**Given task**
Copy exactly, and only, the lines from the line containing "For each instance of the eyeglass frame, set" through the last line of the records below, both included.

[start Materials provided]

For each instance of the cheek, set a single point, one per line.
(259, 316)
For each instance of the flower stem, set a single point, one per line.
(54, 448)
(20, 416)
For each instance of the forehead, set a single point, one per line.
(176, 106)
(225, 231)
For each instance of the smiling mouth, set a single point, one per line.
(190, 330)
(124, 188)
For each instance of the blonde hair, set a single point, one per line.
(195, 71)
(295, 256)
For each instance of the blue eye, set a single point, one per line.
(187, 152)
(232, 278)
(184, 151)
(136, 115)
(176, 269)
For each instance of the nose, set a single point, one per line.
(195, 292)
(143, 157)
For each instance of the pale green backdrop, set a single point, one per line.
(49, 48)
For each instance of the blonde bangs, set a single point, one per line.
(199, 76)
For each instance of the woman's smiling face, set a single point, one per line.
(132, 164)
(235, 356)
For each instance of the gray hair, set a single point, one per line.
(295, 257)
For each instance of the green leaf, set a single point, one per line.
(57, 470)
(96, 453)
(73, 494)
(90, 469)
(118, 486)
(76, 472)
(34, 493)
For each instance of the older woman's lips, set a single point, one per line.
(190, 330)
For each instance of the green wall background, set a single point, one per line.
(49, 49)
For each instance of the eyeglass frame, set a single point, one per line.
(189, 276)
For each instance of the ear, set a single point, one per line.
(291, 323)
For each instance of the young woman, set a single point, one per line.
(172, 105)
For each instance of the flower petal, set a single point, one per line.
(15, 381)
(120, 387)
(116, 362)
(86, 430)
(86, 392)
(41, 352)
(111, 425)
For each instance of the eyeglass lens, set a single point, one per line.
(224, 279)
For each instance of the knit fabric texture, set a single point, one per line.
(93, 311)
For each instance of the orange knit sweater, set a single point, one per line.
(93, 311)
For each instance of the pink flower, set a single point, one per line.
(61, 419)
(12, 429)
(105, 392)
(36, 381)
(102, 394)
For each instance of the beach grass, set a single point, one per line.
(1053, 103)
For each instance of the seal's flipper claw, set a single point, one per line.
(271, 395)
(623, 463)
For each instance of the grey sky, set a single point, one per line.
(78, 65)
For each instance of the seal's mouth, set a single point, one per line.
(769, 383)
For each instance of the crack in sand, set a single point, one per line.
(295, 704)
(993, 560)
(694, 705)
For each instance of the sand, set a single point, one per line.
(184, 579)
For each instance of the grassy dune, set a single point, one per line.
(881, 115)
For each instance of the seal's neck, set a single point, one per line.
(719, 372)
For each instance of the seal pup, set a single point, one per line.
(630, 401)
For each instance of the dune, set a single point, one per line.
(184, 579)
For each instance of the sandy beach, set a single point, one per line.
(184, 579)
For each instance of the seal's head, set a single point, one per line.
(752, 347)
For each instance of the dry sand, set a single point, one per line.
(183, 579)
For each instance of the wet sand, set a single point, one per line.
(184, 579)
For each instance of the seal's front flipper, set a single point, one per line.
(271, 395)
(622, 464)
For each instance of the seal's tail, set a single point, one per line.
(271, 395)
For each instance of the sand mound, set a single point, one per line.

[end Materials provided]

**Reply to the exercise**
For each instance of the eyeglass frame, set a single point, one per line.
(189, 276)
For each instance of the ear, set a single point, one per line.
(291, 323)
For each instance of the young woman, set a single point, one per line.
(172, 105)
For each instance of the flower petal, set a single point, one per line.
(15, 381)
(120, 387)
(116, 362)
(86, 430)
(86, 392)
(41, 352)
(111, 425)
For each instance of the eyeglass lens, set a single point, one per line.
(224, 279)
For each instance of the knit fabric texture, set a single point, one per line.
(93, 311)
For each instance of the orange knit sweater, set a single point, one per line.
(93, 311)
For each instance of the pink flower, set a single point, one per line.
(61, 419)
(12, 429)
(105, 392)
(36, 381)
(102, 394)
For each instance of the beach grass, set a single point, one per line.
(1053, 103)
For each instance of the seal's flipper claw, set a single point, one per line.
(271, 395)
(623, 463)
For each instance of the grey sky, set a single point, one per line.
(78, 65)
For each instance of the seal's mouth, set a single point, one per line.
(769, 383)
For each instance of the crack in sand, set a single point, one per line.
(295, 704)
(993, 560)
(694, 705)
For each instance of the sand, set a single point, one per line.
(184, 579)
For each instance of the grassy dune, set a single point, one per line.
(881, 115)
For each instance of the seal's neck, set a single point, one per line.
(719, 372)
For each instance of the seal pup, set a single point, one per line.
(630, 401)
For each instance of the dune, set a single point, one per line.
(184, 579)
For each instance of the sandy beach, set a single point, one per line.
(184, 579)
For each instance of the seal's head, set a single point, one per line.
(752, 347)
For each instance of the dry sand, set a single point, one per line.
(183, 579)
For each instance of the wet sand, set a single point, one per line.
(184, 579)
For each instance of the seal's front flipper, set a single point, one per line.
(271, 395)
(622, 464)
For each instance of the seal's tail, set a single point, one per line.
(271, 395)
For each instance of the sand mound, set a single point, one per line.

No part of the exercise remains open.